* **GIVEN RECORDS**
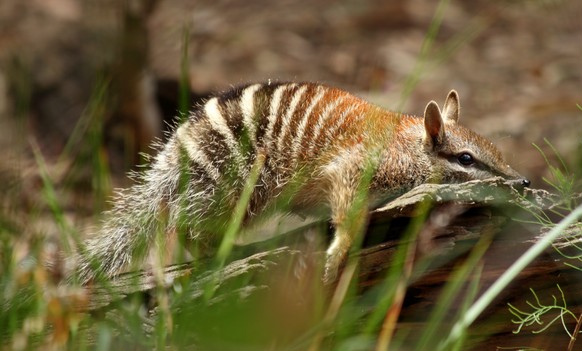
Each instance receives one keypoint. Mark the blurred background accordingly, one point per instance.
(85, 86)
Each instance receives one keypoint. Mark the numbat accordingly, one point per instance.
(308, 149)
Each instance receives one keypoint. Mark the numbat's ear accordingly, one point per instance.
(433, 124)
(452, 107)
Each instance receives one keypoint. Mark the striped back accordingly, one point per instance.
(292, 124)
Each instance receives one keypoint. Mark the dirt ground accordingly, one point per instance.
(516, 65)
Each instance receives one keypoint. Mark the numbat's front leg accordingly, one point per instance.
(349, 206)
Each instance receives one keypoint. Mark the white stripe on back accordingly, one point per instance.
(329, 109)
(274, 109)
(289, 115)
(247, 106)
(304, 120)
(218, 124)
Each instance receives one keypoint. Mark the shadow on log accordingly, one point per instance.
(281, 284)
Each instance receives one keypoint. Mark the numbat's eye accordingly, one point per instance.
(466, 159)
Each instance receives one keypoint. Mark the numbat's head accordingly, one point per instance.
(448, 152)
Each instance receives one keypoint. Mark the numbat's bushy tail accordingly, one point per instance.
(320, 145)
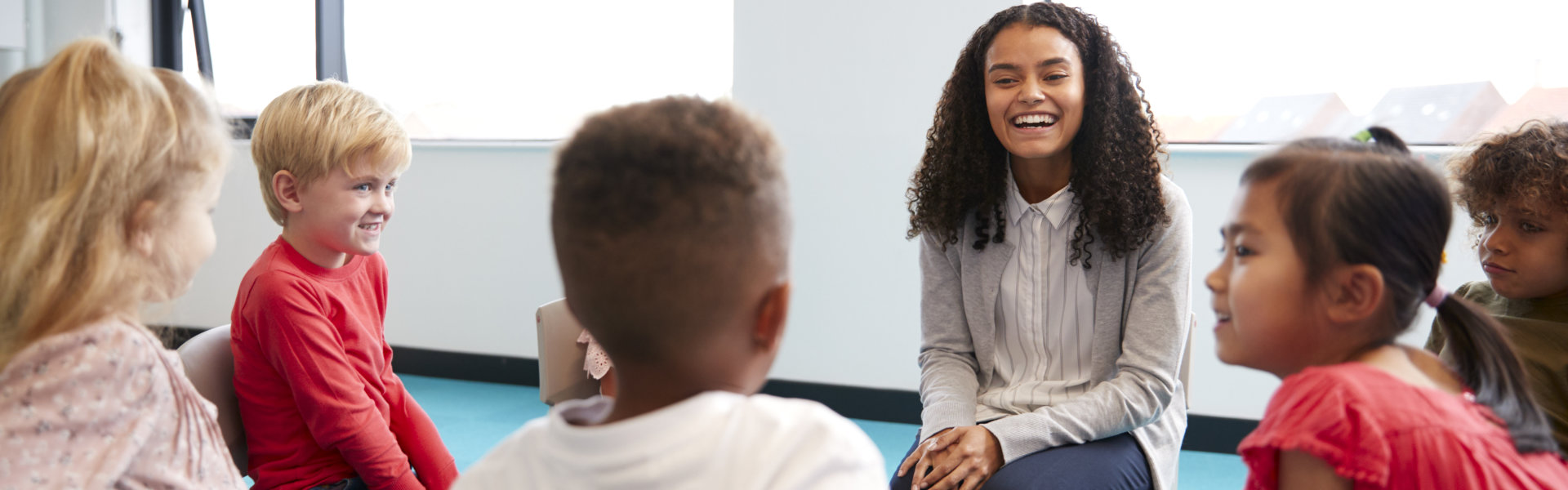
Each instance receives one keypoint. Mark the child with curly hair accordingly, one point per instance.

* **AIM OF THE EXERCISE**
Format the material above as a JSON list of strings with one string per line, skipping any blank lines. Leave the pictures out.

* **RESPONSE TO THIS TASK**
[
  "Each instance receives one keypoint. Mark the blurred background accordingly, one point per instance.",
  "(85, 86)",
  "Each instance receives one keypoint. Mark the numbat accordingly, one point per instance.",
  "(308, 149)",
  "Each instance receives one keypoint. Mark the numbat's ear accordingly, one point per instance.",
  "(433, 124)",
  "(452, 107)",
  "Each instance receives one keypoint. Mark the striped back accordingly, one point per instance.",
  "(292, 124)",
  "Each instance receives one keypoint. Mark the dirt ground accordingly, one point per instance.",
  "(516, 65)",
  "Each instance receives one keypoint. Mark the numbat's front leg accordingly, one point per instance.",
  "(349, 206)",
  "Each instance receives one keypoint. Mark the white stripe on back accordingly, one point per instance.",
  "(329, 109)",
  "(274, 109)",
  "(289, 115)",
  "(247, 106)",
  "(304, 120)",
  "(218, 124)",
  "Each instance receives one keypoint. Mark the shadow on log accordingly, one point per instance.",
  "(281, 284)",
  "Each instance receives one keypoint. Mark the numbat's eye accordingly, one point per instance.",
  "(466, 159)",
  "Each instance receives one keypoint. Mark the numbat's head accordingly, one point per instance.",
  "(448, 152)",
  "Each instance receives one keypoint. Mark the numbat's bushy tail accordingly, one point per instance.",
  "(320, 145)",
  "Each instance receives one keypoint. Mark the child with curly hair accordingly, one point per instance."
]